Exercise brief - Could you convert the records below into a two-column CSV headed "text" and "answer", with one row per record? Put each record's text and its answer in one quoted field each, replacing any line breaks with spaces.

Bounding box annotation entries
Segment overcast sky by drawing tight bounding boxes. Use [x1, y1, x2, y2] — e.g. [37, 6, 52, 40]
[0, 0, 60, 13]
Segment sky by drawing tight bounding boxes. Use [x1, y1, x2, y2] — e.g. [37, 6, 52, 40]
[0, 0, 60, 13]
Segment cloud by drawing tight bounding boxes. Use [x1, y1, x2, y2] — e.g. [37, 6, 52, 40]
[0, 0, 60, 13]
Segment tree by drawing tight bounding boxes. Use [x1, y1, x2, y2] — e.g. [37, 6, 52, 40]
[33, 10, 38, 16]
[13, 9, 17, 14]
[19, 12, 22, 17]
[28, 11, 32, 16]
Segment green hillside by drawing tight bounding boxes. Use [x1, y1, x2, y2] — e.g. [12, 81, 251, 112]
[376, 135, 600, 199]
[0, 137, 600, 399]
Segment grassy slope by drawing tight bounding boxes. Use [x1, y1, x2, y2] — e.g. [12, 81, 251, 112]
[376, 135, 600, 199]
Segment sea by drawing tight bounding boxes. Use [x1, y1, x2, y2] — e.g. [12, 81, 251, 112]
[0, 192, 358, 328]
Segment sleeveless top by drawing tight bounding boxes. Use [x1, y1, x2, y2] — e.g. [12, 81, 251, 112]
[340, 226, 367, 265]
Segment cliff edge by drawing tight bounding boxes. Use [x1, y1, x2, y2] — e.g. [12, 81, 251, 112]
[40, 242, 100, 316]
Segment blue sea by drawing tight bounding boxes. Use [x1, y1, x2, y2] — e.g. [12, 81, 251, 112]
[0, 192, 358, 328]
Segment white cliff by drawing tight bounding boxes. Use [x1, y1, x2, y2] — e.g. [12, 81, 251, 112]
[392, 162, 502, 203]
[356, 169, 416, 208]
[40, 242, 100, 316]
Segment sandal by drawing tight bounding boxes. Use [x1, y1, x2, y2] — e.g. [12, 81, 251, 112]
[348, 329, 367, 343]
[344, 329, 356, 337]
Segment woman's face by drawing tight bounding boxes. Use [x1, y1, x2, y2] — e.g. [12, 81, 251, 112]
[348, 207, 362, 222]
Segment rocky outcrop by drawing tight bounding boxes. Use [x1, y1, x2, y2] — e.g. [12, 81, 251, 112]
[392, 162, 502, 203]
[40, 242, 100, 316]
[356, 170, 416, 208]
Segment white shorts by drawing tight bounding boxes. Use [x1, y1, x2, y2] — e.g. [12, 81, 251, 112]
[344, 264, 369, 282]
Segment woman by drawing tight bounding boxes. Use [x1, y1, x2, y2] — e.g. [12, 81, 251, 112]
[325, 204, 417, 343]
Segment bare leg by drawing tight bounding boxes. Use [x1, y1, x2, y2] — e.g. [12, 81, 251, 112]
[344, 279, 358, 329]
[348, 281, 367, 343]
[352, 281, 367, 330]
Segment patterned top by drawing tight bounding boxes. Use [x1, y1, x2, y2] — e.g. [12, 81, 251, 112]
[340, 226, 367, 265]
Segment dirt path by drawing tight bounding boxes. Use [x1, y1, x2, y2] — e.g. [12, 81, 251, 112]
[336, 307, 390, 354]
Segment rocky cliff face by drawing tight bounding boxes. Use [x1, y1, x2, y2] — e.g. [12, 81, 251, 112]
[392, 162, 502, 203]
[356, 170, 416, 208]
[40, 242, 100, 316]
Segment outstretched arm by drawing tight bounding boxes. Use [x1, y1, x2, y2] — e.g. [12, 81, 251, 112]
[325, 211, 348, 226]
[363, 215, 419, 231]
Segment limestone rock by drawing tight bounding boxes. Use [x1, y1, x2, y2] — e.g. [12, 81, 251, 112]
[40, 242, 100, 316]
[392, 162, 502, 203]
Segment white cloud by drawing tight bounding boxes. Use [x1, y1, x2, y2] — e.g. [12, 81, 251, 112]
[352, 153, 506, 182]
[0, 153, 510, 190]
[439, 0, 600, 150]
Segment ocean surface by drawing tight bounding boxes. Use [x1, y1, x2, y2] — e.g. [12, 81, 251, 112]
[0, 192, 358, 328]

Answer to the problem -
text,answer
"Segment overcast sky by drawing tight bounding boxes. Use [x1, y1, x2, y2] — e.g. [37, 6, 52, 40]","[0, 0, 60, 13]"
"Segment sky by drawing tight bounding boxes. Use [x1, y1, x2, y2] — e.g. [37, 6, 52, 40]","[0, 0, 60, 13]"
"Segment cloud by drawing tight bounding boxes. Use [x1, y1, x2, y2] — e.g. [37, 6, 52, 40]","[0, 0, 60, 13]"
"Segment tree by drawing tight bounding boxes. Use [x1, y1, x2, y2] — e.g. [37, 6, 52, 40]","[33, 10, 38, 16] [13, 9, 17, 14] [19, 12, 22, 17] [28, 11, 32, 16]"
"Segment green hillside by drawing tight bounding boxes. Use [x1, y1, x2, y2] — e.g. [12, 81, 251, 112]","[376, 135, 600, 199] [0, 137, 600, 399]"
"Segment grassy slope by drawing tight bounding boxes. Use [x1, y1, x2, y2] — e.g. [12, 81, 251, 112]","[376, 135, 600, 199]"
"Segment sea by drawing tight bounding boxes. Use [x1, y1, x2, y2] — e.g. [12, 81, 251, 112]","[0, 192, 358, 328]"
"Segment sleeveless top by drawing tight bounding boxes. Use [x1, y1, x2, y2] — e.g. [12, 81, 251, 112]","[340, 226, 367, 265]"
"Segment cliff edge by drawing tight bounding boxes. Use [x1, y1, x2, y2] — e.g. [12, 81, 251, 112]","[40, 242, 100, 316]"
"Segment blue sea by drawing tight bounding boxes. Use [x1, y1, x2, y2] — e.g. [12, 81, 251, 112]","[0, 192, 358, 328]"
"Segment white cliff by drawing tight bounding boxes. Use [x1, y1, x2, y2] — e.g. [12, 81, 251, 112]","[392, 162, 502, 203] [356, 169, 416, 208] [40, 242, 100, 316]"
"Segment sandal by drawing tight bounding boxes. Use [x1, y1, x2, y2] — e.g. [12, 81, 251, 112]","[348, 329, 367, 343] [344, 329, 356, 337]"
"Segment woman's face by drawing tight bounding boxes. Use [x1, y1, x2, y2] — e.g. [12, 81, 251, 112]","[348, 207, 362, 222]"
"Segment rocky outcrop by drawing tight bounding boxes. Use [x1, y1, x2, y2] — e.g. [12, 81, 251, 112]","[392, 162, 502, 203] [40, 242, 100, 316] [356, 170, 416, 208]"
"Segment white shorts by drawing tight bounding boxes. Use [x1, y1, x2, y2] — e.g. [12, 81, 251, 112]","[344, 264, 369, 282]"
"Segment woman by drawing tight bounding boxes. Use [x1, y1, x2, y2] — e.g. [12, 81, 251, 112]","[325, 204, 417, 343]"
"Segment bare leg by drawing tight bounding boxes. Use [x1, y1, x2, y2] — e.g. [12, 81, 251, 112]","[344, 279, 358, 329] [348, 281, 367, 343] [352, 281, 367, 330]"
"Segment patterned top by drawing tight bounding boxes. Use [x1, y1, x2, y2] — e.g. [12, 81, 251, 112]","[340, 226, 367, 265]"
"Segment dirt path by drawing tight bounding boxes. Use [x1, y1, x2, y2] — e.g. [12, 81, 251, 112]","[336, 307, 390, 354]"
"Segment rocky cliff face by drawing tight bounding boxes. Use [x1, y1, x2, y2] — e.g. [12, 81, 251, 112]","[392, 162, 502, 203] [356, 170, 416, 208] [40, 242, 100, 316]"
"Segment outstretched arm by drawing tight bounding boxes. Use [x1, y1, x2, y2] — e.g. [12, 81, 251, 112]","[325, 211, 348, 226] [363, 215, 419, 231]"
"Segment limestone rock by drawing tight bounding boxes. Use [x1, y1, x2, y2] — e.g. [12, 81, 251, 112]","[40, 242, 100, 316] [392, 162, 502, 203]"
"Segment white cloud by drawing tight bounding boxes. Use [x1, y1, x2, y2] — e.g. [12, 81, 251, 112]","[352, 153, 506, 182] [0, 153, 510, 190] [439, 0, 600, 150]"
"Segment ocean surface by drawing tight bounding boxes. Use [x1, y1, x2, y2] — e.g. [12, 81, 251, 112]","[0, 192, 358, 328]"